ページ抜粋:
--------------------------------

2月のマイクロソフトのセキュリティ更新が2月14日未明に公開された。
今回公開されたセキュリティ更新は12件。うち最大深刻度「緊急」が6件、「重要」が6件となっている。ゼロディ攻撃に対応した緊急セキュリティ情報である3つのセキュリティアドバイザリ「929433:Wordの脆弱性」、「932114:Word 2000の脆弱性」、「932553:Officeの脆弱性」に対応したセキュリティ更新も「緊急」として今回提供されている。とくにOfficeユーザーであるなら、確実に適用を行なうべきだろう。
なお、今回公開件数が多いのは、前回事前予告されながら公開されなかった更新も含まれているためと思われる。前回予告されたが公開されなかったセキュリティ更新4件の内訳は、Windows関連2件、Windows/Visual Studio関連1件、Windows/Office関連1件だった。
WindowsやOffice関連は毎回のように公開されているためわからないのだが、今回Visual Studio .NET 2002/2003に関するセキュリティ更新が公開されており、これがおそらく前回公開されなかったVisual Studioの更新ではないかと思われる。このあたりの情報が、セキュリティ更新や技術情報としては、マイクロソフトから公開されていないのは残念だ。
なお、ソフトとしてはいつものWindowsとOfficeのほかに、スパイウェア対策ソフトの「Windows Defender」、ウイルス対策ソフト「Windows Live OneCare」が含まれている。 この2つのソフトに関しては、エンジンや定義情報の更新を定期的に行ない、最新に維持している場合にはWindows Updateに頼らずとも脆弱性の更新は行なわれているはずだが、一応、その内容に関しては確認しておくべきだろう。

--------------------------------

問題の詳細:
ページ抜粋に挙げられているセキュリティアドバイザリを、番号と名称ですべて書き出しなさい。 資料は、ページ抜粋とは別の出典から取ったものである。

元データ:

--------------------------------

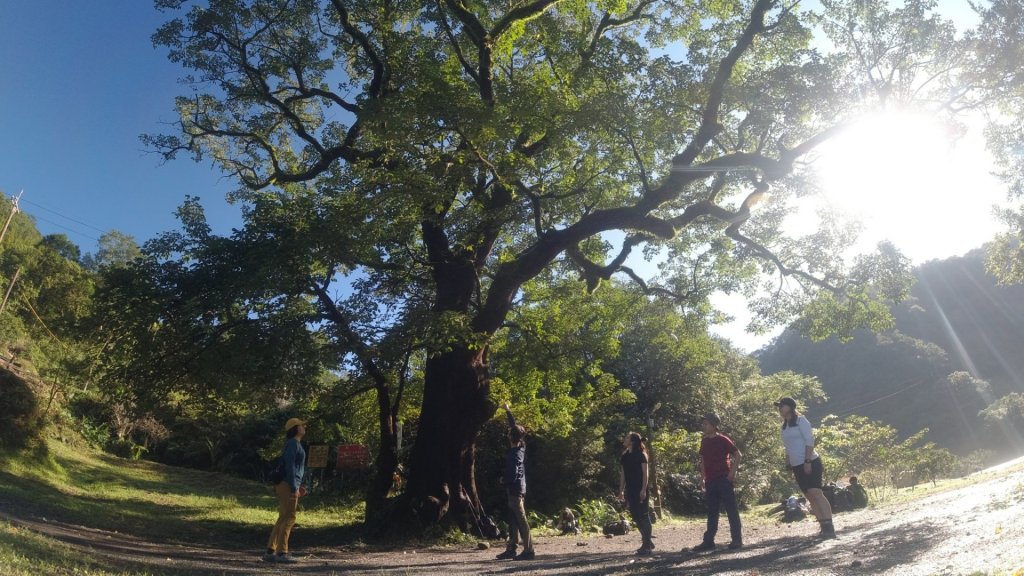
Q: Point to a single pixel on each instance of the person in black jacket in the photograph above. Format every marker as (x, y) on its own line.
(633, 488)
(514, 480)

--------------------------------

記述解答:
・929433:Wordの脆弱性
・932114:Word 2000の脆弱性
・932553:Officeの脆弱性